= TASK BRIEF =
The reply to the records below should contain exactly the lines from the line with "for every instance of the tractor fender, set" through the line with "for every instance of the tractor cab, set", and nothing besides.

= AVAILABLE RECORDS =

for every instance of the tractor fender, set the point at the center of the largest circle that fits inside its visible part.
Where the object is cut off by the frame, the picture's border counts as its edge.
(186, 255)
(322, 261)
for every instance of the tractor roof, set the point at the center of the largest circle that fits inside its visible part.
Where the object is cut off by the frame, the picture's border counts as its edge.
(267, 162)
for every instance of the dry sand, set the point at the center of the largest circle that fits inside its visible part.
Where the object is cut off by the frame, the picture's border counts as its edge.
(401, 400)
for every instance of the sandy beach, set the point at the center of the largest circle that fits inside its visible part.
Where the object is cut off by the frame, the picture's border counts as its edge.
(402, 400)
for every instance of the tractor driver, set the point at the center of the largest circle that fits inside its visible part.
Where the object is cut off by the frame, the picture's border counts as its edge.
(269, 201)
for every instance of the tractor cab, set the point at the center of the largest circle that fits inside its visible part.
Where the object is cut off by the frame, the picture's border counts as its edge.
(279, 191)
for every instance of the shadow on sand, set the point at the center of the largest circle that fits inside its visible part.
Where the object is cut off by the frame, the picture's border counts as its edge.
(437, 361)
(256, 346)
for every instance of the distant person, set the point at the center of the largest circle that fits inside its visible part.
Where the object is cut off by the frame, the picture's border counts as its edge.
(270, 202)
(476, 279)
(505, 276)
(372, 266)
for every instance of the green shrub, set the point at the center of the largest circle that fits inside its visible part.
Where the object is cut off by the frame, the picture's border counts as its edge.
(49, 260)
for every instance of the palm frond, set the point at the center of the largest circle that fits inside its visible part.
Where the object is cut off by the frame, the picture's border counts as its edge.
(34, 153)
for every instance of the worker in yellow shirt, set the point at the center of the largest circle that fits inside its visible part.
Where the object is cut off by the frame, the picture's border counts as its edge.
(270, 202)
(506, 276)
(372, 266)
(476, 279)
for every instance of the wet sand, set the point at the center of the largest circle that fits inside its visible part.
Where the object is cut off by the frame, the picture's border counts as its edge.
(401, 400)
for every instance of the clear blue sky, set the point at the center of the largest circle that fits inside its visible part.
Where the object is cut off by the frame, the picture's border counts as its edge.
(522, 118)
...
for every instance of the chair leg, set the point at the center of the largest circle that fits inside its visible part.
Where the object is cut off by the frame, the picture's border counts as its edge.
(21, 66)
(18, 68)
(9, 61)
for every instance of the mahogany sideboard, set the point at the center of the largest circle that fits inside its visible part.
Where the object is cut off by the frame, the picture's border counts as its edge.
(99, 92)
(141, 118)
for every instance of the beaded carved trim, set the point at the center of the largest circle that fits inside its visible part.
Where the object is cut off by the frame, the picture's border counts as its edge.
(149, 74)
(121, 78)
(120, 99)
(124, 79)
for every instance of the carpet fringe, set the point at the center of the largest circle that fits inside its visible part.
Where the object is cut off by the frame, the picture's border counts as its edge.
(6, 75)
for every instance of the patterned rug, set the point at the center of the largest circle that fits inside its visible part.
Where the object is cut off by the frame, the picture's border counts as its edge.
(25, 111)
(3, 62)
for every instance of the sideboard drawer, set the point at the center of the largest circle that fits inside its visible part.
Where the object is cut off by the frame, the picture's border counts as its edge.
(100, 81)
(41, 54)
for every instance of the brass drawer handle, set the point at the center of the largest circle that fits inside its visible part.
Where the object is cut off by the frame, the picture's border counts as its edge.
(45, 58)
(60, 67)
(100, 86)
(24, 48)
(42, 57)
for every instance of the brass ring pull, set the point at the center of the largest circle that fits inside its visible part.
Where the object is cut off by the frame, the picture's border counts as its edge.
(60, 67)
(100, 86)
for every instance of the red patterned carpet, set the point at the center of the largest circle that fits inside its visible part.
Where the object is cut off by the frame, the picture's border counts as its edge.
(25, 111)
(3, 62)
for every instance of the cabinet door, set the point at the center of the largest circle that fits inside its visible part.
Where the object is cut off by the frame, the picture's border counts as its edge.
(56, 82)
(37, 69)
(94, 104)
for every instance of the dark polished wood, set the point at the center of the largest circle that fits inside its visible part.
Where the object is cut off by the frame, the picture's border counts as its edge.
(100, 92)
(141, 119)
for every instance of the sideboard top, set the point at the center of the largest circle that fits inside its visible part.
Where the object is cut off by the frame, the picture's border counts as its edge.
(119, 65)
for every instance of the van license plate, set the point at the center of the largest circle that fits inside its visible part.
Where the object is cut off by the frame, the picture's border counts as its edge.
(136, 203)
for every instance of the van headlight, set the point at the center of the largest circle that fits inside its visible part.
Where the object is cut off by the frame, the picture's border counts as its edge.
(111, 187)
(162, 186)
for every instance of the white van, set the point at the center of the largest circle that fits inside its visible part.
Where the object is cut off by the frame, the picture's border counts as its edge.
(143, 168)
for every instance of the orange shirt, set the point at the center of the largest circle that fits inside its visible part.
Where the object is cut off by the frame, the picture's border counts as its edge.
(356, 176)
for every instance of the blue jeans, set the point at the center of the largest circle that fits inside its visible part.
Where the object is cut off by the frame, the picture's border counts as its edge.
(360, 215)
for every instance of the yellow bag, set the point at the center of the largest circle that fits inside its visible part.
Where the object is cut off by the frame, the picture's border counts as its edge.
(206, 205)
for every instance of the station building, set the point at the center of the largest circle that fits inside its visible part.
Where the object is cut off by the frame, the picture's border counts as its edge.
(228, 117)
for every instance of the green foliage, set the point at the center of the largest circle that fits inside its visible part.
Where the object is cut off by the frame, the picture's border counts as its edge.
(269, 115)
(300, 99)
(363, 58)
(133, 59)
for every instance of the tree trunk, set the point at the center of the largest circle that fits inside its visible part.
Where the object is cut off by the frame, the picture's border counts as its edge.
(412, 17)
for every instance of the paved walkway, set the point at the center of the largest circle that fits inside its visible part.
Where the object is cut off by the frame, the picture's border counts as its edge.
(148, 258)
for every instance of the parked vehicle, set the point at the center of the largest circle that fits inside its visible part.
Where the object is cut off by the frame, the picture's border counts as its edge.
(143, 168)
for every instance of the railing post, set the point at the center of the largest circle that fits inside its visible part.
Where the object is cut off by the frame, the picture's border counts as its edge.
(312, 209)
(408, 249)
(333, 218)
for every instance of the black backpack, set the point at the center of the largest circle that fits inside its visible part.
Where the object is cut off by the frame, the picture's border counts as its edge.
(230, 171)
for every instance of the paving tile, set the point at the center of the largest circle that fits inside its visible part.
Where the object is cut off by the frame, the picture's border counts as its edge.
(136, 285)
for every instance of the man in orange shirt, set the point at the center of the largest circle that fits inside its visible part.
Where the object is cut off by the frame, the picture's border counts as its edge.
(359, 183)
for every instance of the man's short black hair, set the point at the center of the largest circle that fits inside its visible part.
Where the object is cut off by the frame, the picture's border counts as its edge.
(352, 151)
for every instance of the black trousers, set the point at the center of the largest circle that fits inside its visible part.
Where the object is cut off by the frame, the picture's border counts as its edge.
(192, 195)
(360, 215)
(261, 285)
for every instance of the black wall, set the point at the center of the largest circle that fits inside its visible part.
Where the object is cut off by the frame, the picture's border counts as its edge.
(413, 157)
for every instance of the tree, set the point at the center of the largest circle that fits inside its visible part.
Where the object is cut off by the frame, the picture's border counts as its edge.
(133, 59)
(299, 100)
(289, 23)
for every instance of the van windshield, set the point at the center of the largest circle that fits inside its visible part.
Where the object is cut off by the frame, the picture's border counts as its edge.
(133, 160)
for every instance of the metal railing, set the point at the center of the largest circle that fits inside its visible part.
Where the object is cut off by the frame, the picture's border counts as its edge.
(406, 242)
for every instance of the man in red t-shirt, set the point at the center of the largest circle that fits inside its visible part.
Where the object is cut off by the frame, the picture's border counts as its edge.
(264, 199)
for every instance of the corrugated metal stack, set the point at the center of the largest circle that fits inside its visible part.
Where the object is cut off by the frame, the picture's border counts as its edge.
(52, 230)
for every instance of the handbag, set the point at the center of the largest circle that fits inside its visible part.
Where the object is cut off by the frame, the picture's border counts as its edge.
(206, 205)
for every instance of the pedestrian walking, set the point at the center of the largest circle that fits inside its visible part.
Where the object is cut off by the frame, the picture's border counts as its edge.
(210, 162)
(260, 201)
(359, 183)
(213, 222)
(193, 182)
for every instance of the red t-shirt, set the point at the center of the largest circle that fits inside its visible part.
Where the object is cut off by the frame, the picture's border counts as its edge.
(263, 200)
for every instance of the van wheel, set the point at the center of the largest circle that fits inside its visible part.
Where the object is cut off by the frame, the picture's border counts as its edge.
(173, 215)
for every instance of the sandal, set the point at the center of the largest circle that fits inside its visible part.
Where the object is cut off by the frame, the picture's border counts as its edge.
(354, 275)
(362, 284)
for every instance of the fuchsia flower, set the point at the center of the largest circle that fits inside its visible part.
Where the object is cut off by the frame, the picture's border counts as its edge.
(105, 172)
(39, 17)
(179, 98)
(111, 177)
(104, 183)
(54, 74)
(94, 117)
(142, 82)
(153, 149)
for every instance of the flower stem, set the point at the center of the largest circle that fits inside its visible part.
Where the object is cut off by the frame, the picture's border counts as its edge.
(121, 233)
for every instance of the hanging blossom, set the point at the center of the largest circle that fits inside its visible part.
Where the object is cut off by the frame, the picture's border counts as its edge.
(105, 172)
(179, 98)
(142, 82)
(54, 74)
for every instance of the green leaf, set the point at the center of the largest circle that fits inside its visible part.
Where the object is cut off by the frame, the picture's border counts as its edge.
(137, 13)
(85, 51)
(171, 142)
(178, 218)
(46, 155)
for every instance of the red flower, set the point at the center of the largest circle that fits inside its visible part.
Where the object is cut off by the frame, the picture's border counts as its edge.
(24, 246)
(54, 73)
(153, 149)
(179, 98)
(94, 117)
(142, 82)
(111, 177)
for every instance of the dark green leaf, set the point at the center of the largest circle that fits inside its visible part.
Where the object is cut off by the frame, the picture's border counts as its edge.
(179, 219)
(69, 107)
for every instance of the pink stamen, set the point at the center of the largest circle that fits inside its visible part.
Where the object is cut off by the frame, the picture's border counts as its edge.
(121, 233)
---
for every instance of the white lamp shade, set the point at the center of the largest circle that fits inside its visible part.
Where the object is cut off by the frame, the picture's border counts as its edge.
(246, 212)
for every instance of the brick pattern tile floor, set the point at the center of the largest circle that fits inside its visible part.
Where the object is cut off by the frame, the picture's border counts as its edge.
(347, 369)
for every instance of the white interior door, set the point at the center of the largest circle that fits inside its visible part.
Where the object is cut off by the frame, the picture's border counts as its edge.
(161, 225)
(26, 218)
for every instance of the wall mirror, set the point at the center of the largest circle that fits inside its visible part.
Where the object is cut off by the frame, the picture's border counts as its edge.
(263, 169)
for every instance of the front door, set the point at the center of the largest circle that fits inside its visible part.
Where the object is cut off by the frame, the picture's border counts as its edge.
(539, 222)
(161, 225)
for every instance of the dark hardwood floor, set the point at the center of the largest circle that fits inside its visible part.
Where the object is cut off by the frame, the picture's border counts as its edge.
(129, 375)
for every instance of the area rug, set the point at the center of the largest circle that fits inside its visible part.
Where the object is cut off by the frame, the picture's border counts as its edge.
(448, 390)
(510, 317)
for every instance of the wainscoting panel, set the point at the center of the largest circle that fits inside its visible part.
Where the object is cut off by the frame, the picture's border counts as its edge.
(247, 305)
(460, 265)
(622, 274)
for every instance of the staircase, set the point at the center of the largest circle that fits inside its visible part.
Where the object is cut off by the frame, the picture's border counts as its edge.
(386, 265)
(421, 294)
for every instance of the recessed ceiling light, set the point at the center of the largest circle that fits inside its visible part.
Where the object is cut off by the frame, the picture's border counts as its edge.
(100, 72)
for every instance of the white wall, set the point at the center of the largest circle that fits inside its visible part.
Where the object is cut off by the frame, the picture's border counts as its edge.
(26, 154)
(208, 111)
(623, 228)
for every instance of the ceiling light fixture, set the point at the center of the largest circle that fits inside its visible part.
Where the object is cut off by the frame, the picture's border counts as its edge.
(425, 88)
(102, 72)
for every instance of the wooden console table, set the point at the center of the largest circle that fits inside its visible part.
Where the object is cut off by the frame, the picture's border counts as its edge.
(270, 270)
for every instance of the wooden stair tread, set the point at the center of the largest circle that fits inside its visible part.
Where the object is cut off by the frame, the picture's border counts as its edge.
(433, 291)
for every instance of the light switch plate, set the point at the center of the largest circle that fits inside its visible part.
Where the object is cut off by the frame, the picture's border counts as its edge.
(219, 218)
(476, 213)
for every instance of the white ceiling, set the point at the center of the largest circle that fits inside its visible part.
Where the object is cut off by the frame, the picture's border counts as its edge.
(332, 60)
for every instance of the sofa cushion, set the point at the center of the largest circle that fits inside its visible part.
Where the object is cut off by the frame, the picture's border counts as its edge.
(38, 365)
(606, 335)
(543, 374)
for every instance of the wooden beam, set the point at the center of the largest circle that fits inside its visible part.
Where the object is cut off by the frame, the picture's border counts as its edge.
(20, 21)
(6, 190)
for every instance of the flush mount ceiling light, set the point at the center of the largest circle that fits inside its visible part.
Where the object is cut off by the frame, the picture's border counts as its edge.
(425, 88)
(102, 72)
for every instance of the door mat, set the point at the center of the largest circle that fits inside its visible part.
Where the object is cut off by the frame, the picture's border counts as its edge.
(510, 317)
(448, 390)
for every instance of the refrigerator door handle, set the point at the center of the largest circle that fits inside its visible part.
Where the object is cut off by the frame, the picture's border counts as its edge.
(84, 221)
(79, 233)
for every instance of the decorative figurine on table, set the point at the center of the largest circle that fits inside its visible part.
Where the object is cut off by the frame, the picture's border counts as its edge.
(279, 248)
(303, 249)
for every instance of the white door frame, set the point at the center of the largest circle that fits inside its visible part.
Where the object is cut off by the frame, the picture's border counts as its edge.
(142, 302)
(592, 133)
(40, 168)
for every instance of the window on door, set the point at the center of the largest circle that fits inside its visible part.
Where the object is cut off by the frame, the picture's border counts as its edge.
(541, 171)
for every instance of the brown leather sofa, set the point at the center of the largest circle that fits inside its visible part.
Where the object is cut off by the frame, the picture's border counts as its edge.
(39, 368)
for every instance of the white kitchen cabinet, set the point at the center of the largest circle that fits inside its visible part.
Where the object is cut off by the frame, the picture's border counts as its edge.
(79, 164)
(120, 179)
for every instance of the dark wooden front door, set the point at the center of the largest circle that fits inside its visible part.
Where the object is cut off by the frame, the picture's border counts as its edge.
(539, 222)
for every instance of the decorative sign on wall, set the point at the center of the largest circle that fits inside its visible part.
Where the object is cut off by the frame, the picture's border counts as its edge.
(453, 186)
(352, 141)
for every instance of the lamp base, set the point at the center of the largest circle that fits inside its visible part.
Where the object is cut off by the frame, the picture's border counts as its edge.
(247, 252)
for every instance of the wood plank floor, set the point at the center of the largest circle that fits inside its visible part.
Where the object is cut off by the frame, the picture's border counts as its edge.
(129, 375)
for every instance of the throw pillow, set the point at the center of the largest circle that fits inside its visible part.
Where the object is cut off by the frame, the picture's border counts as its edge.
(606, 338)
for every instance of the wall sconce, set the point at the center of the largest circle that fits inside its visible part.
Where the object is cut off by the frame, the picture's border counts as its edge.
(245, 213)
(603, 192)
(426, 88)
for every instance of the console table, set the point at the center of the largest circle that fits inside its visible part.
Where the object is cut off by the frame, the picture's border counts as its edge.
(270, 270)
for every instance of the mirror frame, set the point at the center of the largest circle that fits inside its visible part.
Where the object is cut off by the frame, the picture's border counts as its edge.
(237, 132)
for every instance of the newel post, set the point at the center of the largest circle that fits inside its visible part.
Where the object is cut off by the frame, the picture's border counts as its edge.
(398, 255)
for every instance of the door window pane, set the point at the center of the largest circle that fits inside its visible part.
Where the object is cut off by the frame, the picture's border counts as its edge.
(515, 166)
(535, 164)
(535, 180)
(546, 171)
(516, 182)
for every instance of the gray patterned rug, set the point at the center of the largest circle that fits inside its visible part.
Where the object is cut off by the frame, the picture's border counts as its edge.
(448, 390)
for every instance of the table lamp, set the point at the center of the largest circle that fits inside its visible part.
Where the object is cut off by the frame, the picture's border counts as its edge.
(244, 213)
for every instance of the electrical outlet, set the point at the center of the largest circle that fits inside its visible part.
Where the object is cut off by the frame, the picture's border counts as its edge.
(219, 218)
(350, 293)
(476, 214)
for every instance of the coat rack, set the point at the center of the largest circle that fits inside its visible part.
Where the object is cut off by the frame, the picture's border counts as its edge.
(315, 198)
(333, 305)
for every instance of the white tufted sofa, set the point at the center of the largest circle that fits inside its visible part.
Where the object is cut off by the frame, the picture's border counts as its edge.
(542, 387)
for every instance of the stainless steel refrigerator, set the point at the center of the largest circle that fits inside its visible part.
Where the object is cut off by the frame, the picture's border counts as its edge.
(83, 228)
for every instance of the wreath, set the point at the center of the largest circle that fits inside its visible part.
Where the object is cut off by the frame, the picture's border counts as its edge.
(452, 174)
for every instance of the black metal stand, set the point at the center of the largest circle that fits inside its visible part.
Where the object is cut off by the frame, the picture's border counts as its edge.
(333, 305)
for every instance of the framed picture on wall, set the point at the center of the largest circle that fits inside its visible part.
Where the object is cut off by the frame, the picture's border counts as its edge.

= RESULT OF THE EXERCISE =
for every instance of the tractor fender, set the point at the center of the largest circle that fits inside its visible part.
Where the object is cut off by the frame, the picture's border counts as its edge.
(186, 255)
(322, 261)
for every instance of the tractor roof, set the point at the center of the largest circle that fits inside its visible part.
Where the object is cut off by the frame, the picture's border counts as its edge.
(267, 162)
for every instance of the dry sand, set the point at the center of the largest circle that fits inside its visible part.
Where the object is cut off by the frame, the picture's border counts as its edge.
(401, 400)
for every instance of the sandy beach, set the point at the center of the largest circle that fits inside its visible part.
Where the object is cut off by the frame, the picture's border counts as its edge.
(402, 400)
for every instance of the tractor driver, set the point at the center of the largest circle that fits inside its visible part.
Where the object is cut off by the frame, the picture's border counts as its edge.
(269, 201)
for every instance of the tractor cab, set the point at the center of the largest circle that fits inside its visible part.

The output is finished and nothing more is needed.